[Stored records]
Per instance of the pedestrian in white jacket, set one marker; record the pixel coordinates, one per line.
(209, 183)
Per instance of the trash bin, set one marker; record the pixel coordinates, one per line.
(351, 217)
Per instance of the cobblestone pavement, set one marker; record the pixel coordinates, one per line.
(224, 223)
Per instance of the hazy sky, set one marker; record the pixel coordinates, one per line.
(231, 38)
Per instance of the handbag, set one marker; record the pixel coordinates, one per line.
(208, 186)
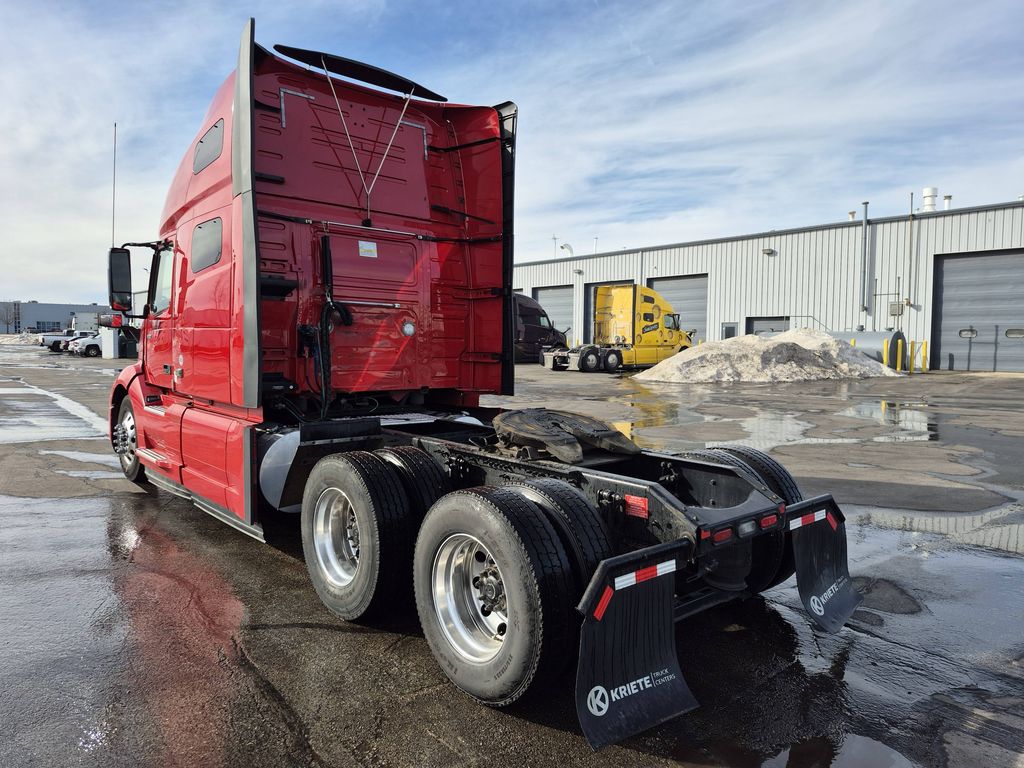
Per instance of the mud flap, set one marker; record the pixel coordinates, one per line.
(818, 531)
(628, 677)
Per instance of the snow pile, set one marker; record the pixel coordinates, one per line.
(18, 338)
(801, 354)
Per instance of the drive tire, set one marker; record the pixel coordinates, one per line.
(768, 551)
(590, 360)
(130, 464)
(581, 528)
(538, 640)
(422, 478)
(781, 482)
(358, 486)
(612, 361)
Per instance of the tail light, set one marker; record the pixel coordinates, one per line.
(722, 536)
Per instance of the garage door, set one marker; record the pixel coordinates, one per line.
(557, 302)
(688, 297)
(979, 312)
(590, 293)
(767, 325)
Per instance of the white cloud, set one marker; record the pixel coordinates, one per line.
(641, 124)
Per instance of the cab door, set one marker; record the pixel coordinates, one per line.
(157, 351)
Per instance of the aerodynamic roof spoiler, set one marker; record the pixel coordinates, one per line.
(358, 71)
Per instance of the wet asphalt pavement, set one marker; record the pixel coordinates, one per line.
(138, 631)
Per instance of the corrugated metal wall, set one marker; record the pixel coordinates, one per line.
(812, 275)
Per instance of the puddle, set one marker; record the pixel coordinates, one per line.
(107, 460)
(999, 528)
(854, 752)
(32, 419)
(37, 420)
(91, 474)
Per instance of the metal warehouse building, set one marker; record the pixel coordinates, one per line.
(951, 278)
(42, 316)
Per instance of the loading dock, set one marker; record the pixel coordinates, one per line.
(978, 323)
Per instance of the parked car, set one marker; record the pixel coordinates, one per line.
(55, 340)
(87, 346)
(535, 334)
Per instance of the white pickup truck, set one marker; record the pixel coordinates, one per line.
(53, 341)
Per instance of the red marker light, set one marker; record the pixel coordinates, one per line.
(636, 506)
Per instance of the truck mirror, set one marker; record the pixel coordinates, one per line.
(119, 276)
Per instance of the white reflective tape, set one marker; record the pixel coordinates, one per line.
(630, 580)
(626, 581)
(798, 521)
(666, 567)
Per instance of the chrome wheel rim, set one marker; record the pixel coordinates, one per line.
(336, 537)
(131, 432)
(469, 598)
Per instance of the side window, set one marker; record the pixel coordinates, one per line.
(162, 287)
(209, 146)
(206, 245)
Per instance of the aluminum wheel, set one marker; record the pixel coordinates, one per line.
(469, 598)
(131, 439)
(336, 537)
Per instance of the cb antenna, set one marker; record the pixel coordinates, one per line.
(114, 185)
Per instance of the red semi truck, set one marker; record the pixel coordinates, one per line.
(330, 295)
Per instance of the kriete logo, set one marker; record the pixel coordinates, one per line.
(599, 699)
(818, 603)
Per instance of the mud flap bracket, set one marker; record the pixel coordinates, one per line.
(628, 677)
(818, 530)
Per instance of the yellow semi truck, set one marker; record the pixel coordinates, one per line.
(634, 327)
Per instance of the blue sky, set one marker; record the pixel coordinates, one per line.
(640, 123)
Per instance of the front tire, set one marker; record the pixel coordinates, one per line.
(590, 360)
(613, 361)
(130, 465)
(356, 535)
(494, 593)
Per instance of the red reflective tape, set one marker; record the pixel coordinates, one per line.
(636, 506)
(644, 573)
(602, 604)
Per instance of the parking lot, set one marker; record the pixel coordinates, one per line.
(137, 630)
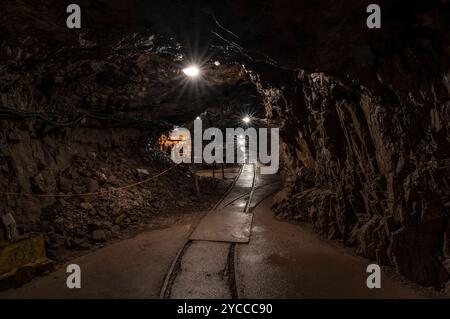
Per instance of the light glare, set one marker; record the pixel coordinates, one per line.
(246, 120)
(192, 71)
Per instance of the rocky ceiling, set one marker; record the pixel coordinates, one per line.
(364, 114)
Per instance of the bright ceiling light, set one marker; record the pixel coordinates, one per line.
(192, 71)
(246, 120)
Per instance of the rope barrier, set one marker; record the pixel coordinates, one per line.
(110, 190)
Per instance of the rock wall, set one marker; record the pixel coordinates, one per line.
(370, 167)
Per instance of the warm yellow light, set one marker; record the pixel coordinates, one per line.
(192, 71)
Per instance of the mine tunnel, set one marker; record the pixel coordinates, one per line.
(356, 119)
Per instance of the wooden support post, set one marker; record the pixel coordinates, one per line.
(194, 174)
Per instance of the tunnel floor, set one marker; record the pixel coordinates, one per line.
(259, 256)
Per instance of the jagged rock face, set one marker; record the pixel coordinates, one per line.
(366, 130)
(370, 168)
(104, 89)
(365, 125)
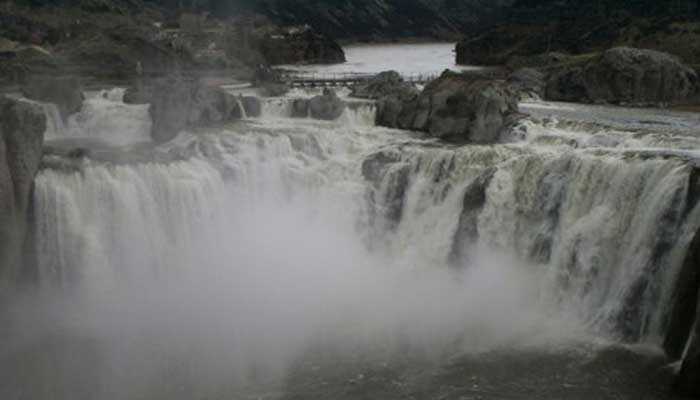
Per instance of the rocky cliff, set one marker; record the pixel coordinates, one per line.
(22, 128)
(460, 107)
(539, 26)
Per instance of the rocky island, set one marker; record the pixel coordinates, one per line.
(302, 199)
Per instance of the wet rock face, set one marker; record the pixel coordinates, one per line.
(528, 83)
(384, 84)
(22, 127)
(252, 106)
(65, 92)
(180, 103)
(625, 75)
(455, 106)
(300, 108)
(389, 178)
(467, 234)
(327, 106)
(307, 46)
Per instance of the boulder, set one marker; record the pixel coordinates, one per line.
(22, 127)
(528, 83)
(465, 107)
(65, 92)
(327, 106)
(625, 75)
(389, 177)
(466, 236)
(300, 108)
(137, 94)
(384, 84)
(179, 103)
(252, 106)
(272, 89)
(307, 46)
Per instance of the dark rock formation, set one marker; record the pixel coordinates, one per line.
(22, 127)
(300, 108)
(464, 107)
(386, 83)
(688, 381)
(528, 83)
(368, 20)
(271, 89)
(625, 75)
(179, 103)
(533, 27)
(467, 235)
(65, 92)
(306, 46)
(327, 106)
(389, 177)
(252, 106)
(137, 94)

WHAT THE TASK ASKS ->
Give the entries from the line containing "Per instance of the dark" through the end of the entries as a two-column CSV headed instruction and points. Put one row per entry, with each field in quotation marks and every line break within a field replaced by a space.

ANSWER IN FULL ->
instruction,points
"Per instance of the dark rock formation, set one marker; record the pixel coordinates, one per line.","(22, 127) (300, 108) (464, 107) (386, 83) (688, 381) (528, 83) (368, 20) (271, 89) (625, 75) (179, 103) (533, 27) (467, 235) (65, 92) (306, 46) (327, 106) (389, 177) (252, 106) (137, 94)"